- Your goal:
Collect every line in the records below that contains the word "mountain", and copy each of those lines in full.

- Material provided:
━━━

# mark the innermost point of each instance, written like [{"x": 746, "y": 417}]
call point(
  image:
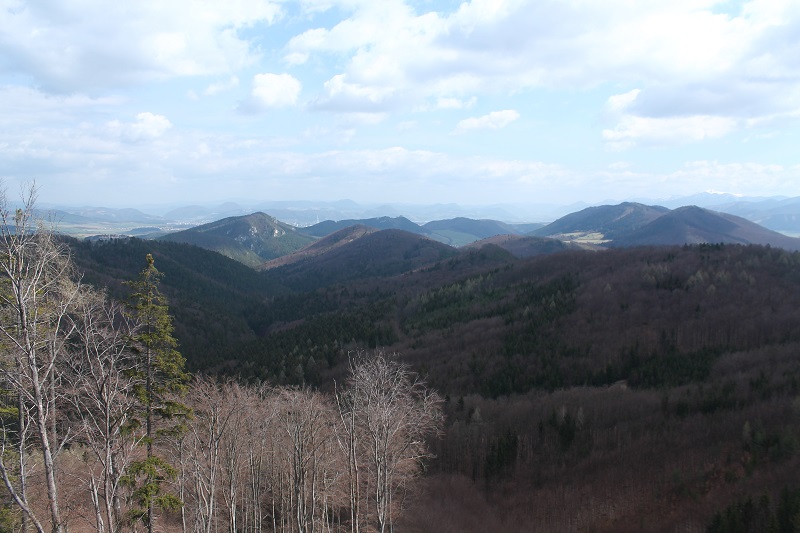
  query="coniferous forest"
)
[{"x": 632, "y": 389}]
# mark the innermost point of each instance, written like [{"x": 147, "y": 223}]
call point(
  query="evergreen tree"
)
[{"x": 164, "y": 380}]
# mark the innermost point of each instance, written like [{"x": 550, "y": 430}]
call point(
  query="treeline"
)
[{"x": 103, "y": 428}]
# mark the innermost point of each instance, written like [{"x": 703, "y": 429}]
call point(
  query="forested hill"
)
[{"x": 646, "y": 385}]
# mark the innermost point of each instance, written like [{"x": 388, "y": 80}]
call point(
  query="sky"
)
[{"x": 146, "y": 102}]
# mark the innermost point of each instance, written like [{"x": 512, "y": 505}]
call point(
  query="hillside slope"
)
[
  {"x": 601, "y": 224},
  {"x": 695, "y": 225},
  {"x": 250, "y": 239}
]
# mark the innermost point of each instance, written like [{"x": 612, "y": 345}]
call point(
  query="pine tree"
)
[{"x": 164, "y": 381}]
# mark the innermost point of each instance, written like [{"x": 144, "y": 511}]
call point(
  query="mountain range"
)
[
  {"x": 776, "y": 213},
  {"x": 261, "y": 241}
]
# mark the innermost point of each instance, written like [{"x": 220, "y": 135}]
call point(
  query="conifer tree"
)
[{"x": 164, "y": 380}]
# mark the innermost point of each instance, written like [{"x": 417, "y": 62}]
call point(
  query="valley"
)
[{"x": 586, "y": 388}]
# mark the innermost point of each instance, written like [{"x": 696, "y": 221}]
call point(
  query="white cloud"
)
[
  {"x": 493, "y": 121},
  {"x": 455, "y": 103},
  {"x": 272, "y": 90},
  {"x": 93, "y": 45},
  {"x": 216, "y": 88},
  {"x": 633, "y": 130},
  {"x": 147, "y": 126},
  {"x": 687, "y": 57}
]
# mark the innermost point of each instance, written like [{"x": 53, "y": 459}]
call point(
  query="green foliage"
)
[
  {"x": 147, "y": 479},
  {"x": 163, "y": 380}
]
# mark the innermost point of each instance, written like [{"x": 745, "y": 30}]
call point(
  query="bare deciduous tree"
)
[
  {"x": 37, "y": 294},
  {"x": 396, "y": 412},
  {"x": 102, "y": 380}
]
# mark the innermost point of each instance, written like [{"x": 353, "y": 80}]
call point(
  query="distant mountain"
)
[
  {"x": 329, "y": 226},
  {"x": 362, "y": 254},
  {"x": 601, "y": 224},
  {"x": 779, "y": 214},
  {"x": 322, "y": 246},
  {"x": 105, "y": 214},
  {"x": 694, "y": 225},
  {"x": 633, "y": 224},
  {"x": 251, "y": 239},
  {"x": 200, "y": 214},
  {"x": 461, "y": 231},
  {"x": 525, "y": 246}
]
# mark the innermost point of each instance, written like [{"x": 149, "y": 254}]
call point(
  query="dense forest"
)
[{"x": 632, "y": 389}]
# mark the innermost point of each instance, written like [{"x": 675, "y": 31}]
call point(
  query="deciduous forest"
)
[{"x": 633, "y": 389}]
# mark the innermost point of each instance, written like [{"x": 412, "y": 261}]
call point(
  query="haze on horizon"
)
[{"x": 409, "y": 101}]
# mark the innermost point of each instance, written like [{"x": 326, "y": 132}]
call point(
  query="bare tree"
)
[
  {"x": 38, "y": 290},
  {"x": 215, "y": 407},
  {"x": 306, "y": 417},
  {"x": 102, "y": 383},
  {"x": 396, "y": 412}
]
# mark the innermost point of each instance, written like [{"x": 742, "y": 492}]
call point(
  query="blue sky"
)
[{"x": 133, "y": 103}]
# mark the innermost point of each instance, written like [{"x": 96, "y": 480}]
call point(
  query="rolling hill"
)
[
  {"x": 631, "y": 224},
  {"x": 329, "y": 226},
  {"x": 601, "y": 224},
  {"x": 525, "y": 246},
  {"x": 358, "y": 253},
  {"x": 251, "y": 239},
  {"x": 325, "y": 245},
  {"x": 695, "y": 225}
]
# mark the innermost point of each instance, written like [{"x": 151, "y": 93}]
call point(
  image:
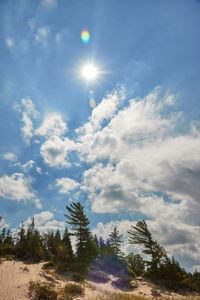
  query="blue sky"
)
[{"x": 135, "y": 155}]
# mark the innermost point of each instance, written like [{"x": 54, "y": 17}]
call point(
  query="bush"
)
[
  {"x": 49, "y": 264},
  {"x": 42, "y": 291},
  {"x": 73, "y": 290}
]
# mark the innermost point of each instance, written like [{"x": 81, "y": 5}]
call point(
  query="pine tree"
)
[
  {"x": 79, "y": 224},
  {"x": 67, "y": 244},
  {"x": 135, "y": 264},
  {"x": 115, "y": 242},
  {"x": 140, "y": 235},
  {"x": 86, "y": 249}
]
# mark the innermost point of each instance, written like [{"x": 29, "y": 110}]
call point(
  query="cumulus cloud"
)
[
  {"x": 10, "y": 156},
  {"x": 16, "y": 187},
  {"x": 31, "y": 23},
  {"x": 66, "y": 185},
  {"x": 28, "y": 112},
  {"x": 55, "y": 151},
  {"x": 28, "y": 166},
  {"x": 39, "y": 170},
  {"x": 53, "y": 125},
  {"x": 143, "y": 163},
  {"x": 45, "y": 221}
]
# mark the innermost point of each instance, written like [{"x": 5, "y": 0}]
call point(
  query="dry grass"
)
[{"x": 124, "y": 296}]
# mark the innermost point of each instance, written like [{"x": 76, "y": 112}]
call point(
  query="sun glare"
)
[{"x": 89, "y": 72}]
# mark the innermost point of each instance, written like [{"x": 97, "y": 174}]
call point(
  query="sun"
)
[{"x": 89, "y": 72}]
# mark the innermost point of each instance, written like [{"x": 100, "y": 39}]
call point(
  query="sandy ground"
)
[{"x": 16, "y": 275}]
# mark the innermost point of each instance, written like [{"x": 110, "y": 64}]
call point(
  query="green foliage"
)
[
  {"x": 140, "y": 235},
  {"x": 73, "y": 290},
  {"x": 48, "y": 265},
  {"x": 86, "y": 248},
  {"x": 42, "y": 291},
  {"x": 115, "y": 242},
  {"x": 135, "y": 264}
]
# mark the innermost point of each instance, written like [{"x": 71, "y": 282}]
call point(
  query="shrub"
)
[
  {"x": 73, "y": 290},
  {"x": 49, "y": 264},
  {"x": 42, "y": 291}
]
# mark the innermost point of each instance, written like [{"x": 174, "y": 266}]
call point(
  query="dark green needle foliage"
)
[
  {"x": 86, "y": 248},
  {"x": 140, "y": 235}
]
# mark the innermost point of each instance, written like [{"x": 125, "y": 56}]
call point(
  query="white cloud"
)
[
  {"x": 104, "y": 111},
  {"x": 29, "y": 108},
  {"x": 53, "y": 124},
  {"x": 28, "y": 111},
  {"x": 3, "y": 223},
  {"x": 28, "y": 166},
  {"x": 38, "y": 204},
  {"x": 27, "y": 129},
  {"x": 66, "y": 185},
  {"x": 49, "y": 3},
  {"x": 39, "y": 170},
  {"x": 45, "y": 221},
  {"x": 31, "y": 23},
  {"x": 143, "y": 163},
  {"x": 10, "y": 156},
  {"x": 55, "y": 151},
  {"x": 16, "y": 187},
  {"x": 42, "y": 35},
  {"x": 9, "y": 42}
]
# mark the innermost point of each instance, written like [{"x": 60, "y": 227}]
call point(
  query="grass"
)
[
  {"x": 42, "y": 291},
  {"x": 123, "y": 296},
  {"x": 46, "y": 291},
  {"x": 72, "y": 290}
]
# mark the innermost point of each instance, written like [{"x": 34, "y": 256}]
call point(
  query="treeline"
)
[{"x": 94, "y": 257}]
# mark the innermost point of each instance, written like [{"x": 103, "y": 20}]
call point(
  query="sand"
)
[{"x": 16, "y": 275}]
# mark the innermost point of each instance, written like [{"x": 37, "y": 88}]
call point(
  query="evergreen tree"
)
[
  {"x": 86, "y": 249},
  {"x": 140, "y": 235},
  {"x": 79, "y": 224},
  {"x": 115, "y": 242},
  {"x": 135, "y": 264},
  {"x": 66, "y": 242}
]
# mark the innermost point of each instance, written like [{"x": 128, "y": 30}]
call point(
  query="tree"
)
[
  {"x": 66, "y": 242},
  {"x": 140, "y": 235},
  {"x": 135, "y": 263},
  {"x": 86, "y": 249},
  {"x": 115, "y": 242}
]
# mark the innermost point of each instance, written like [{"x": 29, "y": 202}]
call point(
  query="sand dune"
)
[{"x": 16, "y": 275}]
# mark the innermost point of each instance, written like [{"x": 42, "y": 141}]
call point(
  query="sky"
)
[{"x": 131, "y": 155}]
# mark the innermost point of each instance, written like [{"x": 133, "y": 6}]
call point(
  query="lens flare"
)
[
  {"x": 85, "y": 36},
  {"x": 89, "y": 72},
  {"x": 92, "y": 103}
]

━━━

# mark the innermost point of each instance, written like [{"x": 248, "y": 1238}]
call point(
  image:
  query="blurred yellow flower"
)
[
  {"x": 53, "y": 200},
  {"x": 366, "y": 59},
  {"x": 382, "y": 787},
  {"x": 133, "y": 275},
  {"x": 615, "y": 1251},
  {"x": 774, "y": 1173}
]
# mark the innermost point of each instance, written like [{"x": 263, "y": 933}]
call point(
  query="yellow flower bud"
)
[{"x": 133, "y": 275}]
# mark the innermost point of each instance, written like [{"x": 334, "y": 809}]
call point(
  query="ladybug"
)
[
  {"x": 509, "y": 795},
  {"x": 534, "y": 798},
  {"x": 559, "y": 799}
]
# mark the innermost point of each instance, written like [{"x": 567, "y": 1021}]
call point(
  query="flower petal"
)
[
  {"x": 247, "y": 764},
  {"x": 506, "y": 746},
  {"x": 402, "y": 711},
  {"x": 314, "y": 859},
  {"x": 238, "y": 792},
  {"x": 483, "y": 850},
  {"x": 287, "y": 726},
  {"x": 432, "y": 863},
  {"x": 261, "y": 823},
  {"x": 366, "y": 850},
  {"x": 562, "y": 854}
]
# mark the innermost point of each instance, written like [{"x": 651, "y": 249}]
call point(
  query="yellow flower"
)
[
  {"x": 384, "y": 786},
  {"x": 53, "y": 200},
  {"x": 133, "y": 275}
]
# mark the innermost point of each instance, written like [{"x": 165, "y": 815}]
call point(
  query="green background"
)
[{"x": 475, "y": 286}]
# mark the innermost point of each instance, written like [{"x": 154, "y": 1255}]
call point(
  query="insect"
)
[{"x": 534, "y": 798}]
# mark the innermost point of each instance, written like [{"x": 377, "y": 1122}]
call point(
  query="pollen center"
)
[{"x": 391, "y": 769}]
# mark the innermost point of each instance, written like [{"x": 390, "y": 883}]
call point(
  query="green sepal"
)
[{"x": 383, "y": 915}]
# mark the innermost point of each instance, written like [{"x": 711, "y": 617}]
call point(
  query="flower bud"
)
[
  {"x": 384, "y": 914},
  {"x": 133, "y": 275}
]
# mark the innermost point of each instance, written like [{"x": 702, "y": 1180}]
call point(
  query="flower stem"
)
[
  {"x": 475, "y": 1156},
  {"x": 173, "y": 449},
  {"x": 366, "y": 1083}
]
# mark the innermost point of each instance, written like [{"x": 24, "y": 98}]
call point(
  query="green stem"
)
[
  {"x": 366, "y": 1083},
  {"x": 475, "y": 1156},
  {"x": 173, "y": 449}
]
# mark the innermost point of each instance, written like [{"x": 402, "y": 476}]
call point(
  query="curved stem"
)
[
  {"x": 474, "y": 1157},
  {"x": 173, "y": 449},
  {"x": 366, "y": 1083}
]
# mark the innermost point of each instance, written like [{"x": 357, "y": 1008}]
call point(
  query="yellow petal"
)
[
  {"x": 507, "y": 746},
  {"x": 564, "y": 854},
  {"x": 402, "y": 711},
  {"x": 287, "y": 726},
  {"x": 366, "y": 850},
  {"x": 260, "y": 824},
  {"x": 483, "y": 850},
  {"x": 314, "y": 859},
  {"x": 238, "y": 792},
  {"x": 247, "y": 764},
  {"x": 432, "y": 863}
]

━━━

- Solved exercise:
  query="mountain range"
  query="distant mountain"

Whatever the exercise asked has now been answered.